• [Metin Bölümü]:

§

Emsal Mahkeme Kararı İstanbul 18. Asliye Ticaret Mahkemesi 2022/570 E. 2023/780 K. 31.10.2023 T.

Görüntülediğiniz mahkeme kararı kesinleşmiş bir karardır.

T.C.
İSTANBUL
18. ASLİYE TİCARET MAHKEMESİ

ESAS NO : 2022/570 Esas
KARAR NO : 2023/780
DAVA : Menfi Tespit (Kambiyo Senetlerinden Kaynaklanan)
DAVA TARİHİ : 15/08/2023
KARAR TARİHİ : 31/10/2023

Taraflar arasında görülen davanın mahkememizde yapılan açık yargılaması sonunda:
GEREĞİ DÜŞÜNÜLDÜ:
Davacı vekilinin mahkememize sunmuş olduğu dava dilekçesinde özetle; davalı – alacaklı görünen tarafından …. İcra Müdürlüğü 2017/… Esas sayılı icra dosyasında Kambiyo Senetlerine Özgü İcra takibi başlatıldığını, ancak, müvekkilinin alacaklı görünen tarafa hiçbir borcu bulunmadığını, müvekkilinin takip konusu çekleri hiçbir zaman görmediğini, çeklerin hamili ve cirantası da olmadığını, davalı tarafından, müvekkilinin ciranta sıfatıyla borçlu olarak gösterilmişse de; hamiline yazılı olan çeklerin arka yüzünde ”…” yazdığını, bu ibare, ”E” harfi ile başlayan bir ismin varlığına işaret etse de bu ismin ne olduğu belli olmadığını, davalının, çeklerde yer alan ad kısmı belli değilken, neye dayanarak ”…” ismini takip talebine yazdığı hususu karanlık olduğunu, davalı ile Müvekkili arasında mevcut ve geçerli bir borcun bulunmadığının tespitini ve icra takibinin müvekkili yönünden durdurulmasını, davalının alacağın yüzde yirmisinden az olmamak kaydıyla kötüniyet tazminatına mahkum edilmesini talep etmiştir.
Davalıya usulüne uygun olarak dava dilekçesi tebliğ edilerek taraf teşkili sağlanmış olup davalı tarafından süresi içerisinde dosyaya herhangi bir cevap dilekçesi verilmediği anlaşılmakla HMK M.128 hükmü uyarınca işbu davalının dava dilekçesinde ileri sürülen vakıaları inkar etmiş sayılmasına karar verilerek yargılama yapılmıştır.

§

• [Verilen Görev 1]:
Kayıtların ilk satırından "[(375, 114)]" bulunan satıra kadar olan satırlarda "tuples" ifadesini "pairs" ile değiştir. Bu satırları başka hiçbir şeye dokunmadan yeniden yaz.

• [Nesnelerin nerede göründüğüne dair veri kümesi satırları]:
§

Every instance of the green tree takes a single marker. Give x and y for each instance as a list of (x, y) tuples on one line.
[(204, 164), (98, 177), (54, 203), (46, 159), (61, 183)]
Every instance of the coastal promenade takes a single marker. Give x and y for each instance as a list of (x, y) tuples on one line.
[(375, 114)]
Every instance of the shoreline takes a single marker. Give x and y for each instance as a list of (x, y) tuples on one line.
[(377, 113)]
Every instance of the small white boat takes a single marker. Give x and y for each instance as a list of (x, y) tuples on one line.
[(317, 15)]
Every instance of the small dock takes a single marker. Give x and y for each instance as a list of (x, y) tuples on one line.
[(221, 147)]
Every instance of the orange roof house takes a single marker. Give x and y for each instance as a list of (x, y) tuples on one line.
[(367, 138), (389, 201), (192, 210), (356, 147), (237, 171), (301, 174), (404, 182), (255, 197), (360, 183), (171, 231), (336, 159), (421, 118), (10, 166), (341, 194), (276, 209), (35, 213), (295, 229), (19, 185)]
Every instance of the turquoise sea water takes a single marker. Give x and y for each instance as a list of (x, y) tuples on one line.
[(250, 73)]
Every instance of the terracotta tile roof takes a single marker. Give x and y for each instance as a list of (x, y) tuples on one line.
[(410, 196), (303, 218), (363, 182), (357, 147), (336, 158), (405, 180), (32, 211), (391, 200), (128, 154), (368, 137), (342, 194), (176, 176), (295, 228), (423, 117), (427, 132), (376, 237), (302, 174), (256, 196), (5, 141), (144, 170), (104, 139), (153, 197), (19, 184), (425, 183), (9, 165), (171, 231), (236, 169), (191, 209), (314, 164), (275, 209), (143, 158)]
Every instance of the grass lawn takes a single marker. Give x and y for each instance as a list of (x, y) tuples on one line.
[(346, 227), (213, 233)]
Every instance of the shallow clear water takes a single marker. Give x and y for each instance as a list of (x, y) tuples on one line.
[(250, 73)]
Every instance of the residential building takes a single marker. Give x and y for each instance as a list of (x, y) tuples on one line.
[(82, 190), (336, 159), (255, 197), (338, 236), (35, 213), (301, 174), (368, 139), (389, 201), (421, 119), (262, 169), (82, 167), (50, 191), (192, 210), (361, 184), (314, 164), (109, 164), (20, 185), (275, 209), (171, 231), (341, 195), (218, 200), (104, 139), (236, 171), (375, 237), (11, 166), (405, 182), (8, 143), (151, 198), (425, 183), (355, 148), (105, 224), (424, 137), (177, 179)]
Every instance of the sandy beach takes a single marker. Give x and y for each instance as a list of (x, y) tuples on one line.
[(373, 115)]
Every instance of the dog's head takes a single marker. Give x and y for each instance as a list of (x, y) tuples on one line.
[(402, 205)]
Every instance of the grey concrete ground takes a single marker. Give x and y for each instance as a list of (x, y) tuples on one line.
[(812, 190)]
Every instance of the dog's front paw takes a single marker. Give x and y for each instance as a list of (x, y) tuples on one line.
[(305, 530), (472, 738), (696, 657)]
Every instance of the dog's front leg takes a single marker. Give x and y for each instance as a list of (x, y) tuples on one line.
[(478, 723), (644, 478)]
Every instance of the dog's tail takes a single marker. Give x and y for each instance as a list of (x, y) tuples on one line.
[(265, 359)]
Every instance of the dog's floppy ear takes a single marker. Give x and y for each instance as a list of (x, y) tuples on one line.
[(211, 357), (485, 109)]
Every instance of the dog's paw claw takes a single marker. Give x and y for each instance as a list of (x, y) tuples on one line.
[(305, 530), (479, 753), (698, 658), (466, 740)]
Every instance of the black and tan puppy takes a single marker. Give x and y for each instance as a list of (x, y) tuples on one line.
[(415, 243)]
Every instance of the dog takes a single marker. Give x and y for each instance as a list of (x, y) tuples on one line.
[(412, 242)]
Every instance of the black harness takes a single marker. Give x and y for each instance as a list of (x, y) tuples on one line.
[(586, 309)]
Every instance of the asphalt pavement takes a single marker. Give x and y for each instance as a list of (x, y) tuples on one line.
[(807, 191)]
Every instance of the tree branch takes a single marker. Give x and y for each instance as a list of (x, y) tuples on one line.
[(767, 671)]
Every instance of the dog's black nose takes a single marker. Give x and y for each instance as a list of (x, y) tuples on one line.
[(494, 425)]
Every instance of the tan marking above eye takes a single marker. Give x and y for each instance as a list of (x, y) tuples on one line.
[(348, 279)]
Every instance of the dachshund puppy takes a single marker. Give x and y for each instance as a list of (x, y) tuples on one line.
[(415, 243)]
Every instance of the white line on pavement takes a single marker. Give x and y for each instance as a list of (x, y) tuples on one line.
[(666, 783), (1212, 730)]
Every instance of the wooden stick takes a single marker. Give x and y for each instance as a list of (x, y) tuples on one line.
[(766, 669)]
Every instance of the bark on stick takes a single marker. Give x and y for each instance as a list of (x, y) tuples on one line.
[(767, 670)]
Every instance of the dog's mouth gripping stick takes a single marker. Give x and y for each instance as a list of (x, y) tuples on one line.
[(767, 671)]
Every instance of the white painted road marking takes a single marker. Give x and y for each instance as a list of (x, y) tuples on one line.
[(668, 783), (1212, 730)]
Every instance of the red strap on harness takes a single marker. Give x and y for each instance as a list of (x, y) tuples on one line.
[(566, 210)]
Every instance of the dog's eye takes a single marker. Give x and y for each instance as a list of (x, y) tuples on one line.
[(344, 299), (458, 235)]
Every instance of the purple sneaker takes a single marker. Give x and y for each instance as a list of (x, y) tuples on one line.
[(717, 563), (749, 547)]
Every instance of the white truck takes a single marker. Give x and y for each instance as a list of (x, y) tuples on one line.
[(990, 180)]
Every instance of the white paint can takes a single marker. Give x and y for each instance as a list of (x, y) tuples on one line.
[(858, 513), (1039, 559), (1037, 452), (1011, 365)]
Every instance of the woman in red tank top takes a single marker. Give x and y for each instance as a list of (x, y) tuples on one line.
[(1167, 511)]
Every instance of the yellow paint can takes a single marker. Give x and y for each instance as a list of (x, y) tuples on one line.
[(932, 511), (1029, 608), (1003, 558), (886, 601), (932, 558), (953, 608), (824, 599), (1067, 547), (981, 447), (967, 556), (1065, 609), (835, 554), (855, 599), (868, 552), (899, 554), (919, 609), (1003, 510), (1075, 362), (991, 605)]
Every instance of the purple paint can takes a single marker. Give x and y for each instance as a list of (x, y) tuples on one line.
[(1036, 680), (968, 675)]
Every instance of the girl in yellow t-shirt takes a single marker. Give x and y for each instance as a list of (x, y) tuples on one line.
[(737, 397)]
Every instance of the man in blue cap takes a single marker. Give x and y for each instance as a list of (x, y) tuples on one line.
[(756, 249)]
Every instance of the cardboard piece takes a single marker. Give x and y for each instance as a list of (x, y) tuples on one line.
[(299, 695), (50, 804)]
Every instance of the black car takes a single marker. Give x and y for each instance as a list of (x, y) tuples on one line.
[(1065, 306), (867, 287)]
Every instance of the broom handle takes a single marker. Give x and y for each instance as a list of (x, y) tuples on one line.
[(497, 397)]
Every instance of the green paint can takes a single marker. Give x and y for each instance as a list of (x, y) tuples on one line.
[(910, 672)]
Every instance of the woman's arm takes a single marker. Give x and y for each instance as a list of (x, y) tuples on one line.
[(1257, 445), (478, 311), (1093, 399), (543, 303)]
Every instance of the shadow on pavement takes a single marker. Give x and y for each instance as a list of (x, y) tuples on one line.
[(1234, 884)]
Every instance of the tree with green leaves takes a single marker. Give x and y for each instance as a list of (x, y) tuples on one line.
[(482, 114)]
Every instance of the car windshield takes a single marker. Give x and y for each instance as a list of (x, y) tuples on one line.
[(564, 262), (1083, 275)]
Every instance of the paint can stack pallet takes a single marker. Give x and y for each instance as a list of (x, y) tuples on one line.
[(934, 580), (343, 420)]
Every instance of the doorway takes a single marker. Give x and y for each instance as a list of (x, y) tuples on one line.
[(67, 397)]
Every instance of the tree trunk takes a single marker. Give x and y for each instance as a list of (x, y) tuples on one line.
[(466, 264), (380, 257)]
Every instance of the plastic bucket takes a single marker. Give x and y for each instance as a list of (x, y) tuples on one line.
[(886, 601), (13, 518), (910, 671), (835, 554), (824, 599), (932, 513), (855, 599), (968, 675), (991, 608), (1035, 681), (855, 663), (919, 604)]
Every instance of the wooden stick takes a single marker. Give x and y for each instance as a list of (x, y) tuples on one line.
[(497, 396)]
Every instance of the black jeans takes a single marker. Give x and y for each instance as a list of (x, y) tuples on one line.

§

• [Verilen Görev 2]:
Mahkeme kararından "Emsal Mahkeme Kararı" ifadesinden "(Kambiyo Senetlerinden Kaynaklanan)" ifadesine kadar olan bölümü harfi harfine aktar.

• [Eksiksiz Cevap 1]:
Every instance of the green tree takes a single marker. Give x and y for each instance as a list of (x, y) pairs on one line.
[(204, 164), (98, 177), (54, 203), (46, 159), (61, 183)]
Every instance of the coastal promenade takes a single marker. Give x and y for each instance as a list of (x, y) pairs on one line.
[(375, 114)]

• [Eksiksiz Cevap 2]:
Emsal Mahkeme Kararı İstanbul 18. Asliye Ticaret Mahkemesi 2022/570 E. 2023/780 K. 31.10.2023 T.

Görüntülediğiniz mahkeme kararı kesinleşmiş bir karardır.

T.C.
İSTANBUL
18. ASLİYE TİCARET MAHKEMESİ

ESAS NO : 2022/570 Esas
KARAR NO : 2023/780
DAVA : Menfi Tespit (Kambiyo Senetlerinden Kaynaklanan)